■ Material for this exercise
..........

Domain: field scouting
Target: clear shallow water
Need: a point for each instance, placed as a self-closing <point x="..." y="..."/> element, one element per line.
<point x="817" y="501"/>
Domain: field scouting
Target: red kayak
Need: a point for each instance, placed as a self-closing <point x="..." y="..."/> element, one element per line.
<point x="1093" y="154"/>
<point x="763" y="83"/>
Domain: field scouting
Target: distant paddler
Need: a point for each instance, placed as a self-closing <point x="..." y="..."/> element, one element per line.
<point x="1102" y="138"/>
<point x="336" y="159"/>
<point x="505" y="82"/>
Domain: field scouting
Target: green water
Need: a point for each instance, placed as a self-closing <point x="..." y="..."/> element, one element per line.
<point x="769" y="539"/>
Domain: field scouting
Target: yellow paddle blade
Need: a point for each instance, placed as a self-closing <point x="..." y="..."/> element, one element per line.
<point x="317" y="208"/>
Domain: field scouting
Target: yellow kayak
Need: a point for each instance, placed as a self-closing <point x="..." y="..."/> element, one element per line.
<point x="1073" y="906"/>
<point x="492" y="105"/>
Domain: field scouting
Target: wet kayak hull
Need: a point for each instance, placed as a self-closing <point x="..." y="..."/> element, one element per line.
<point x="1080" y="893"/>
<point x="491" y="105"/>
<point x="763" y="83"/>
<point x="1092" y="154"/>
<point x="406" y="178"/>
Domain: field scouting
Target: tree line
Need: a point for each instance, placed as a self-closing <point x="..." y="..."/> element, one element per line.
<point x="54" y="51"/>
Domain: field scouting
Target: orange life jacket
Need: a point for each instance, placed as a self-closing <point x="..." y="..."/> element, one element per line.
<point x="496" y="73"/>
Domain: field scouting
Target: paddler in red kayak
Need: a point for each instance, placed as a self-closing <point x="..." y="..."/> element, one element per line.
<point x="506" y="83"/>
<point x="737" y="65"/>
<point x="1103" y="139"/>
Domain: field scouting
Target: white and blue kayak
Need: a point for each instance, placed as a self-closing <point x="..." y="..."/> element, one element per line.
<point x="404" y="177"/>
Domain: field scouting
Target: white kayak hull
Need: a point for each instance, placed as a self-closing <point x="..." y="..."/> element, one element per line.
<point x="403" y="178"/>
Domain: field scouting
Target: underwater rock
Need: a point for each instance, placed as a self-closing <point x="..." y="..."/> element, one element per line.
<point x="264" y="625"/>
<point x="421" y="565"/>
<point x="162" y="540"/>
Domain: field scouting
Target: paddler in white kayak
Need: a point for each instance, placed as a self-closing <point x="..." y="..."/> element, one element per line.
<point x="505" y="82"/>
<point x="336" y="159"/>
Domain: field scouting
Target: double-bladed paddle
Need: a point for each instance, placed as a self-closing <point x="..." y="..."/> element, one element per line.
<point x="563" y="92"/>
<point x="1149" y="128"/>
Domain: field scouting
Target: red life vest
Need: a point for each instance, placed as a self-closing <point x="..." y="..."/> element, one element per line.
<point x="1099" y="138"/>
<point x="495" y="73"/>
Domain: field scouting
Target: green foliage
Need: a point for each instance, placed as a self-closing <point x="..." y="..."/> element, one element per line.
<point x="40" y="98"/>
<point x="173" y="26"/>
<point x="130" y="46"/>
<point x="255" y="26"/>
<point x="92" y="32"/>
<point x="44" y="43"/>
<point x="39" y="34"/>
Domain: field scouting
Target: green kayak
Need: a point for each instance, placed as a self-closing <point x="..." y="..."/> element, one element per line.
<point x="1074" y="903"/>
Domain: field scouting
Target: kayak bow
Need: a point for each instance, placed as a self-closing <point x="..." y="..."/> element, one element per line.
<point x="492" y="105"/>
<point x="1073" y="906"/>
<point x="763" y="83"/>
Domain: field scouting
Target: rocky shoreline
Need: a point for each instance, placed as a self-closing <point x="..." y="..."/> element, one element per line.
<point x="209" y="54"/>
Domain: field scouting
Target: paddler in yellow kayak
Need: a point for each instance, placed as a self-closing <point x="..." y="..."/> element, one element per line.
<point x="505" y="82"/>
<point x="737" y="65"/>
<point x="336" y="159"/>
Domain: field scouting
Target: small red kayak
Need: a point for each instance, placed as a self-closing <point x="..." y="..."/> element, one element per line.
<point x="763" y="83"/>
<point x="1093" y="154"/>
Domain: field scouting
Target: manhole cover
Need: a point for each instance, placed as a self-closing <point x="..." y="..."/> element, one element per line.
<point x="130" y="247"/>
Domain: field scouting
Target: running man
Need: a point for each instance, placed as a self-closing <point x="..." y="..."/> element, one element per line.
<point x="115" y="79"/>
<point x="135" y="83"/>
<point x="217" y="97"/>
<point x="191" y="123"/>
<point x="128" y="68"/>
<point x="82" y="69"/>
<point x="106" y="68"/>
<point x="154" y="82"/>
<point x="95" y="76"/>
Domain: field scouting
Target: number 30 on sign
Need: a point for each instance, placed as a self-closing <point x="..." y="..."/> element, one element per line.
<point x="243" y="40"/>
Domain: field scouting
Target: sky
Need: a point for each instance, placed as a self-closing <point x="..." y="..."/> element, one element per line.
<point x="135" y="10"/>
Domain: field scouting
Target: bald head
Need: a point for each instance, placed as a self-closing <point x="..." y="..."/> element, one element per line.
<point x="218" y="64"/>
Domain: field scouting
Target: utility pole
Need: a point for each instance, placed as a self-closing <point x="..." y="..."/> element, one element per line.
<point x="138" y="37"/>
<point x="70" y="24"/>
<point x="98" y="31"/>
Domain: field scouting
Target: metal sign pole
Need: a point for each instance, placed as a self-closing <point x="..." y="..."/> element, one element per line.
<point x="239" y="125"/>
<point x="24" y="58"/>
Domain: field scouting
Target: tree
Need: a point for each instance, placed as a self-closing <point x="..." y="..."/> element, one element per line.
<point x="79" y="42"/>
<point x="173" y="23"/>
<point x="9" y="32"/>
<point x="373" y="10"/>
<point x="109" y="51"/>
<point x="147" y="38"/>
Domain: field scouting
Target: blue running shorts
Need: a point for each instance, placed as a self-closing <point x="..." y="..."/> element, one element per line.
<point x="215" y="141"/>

..........

■ Directions
Please copy the lines above from the line with "Target: white kayak hull" up to and including the line with "Target: rocky shoreline", exactly as written and with nothing else.

■ Solution for this exercise
Target: white kayak hull
Need: a point for each instance, placed as a self-closing <point x="..." y="..."/> element, one element per line.
<point x="403" y="178"/>
Domain: field scouting
Target: underwater rock
Need: a point for each instance, placed as a self-closing <point x="..." y="..."/> element, one element per line.
<point x="264" y="625"/>
<point x="421" y="565"/>
<point x="162" y="540"/>
Domain: field scouting
Target: paddler in white kayak
Need: a point for each instance, placed as a self-closing <point x="..." y="..."/> element, one element per line.
<point x="505" y="82"/>
<point x="336" y="159"/>
Domain: field scouting
Target: double-bladed paddle
Need: a point for each instance, placed as a self-closing <point x="..." y="..."/> element, one element per line.
<point x="563" y="92"/>
<point x="1149" y="128"/>
Domain: field scouting
Target: red life vest
Need: a point for each instance, placed as a self-closing <point x="..." y="..."/> element, one element per line.
<point x="1099" y="138"/>
<point x="495" y="73"/>
Domain: field scouting
Target: green foliage
Need: a point for each instance, placed as a self-closing <point x="..." y="..."/> element, one element per line.
<point x="40" y="98"/>
<point x="173" y="26"/>
<point x="130" y="46"/>
<point x="255" y="26"/>
<point x="92" y="32"/>
<point x="44" y="43"/>
<point x="39" y="34"/>
Domain: field scouting
Target: green kayak
Need: a point for each instance, placed as a self-closing <point x="..." y="..."/> element, one element per line.
<point x="1074" y="903"/>
Domain: field scouting
Target: kayak bow
Need: a point for each instance, placed as a self-closing <point x="..." y="..."/> element, one element per line.
<point x="492" y="105"/>
<point x="1073" y="906"/>
<point x="763" y="83"/>
Domain: field scouting
Target: rocky shoreline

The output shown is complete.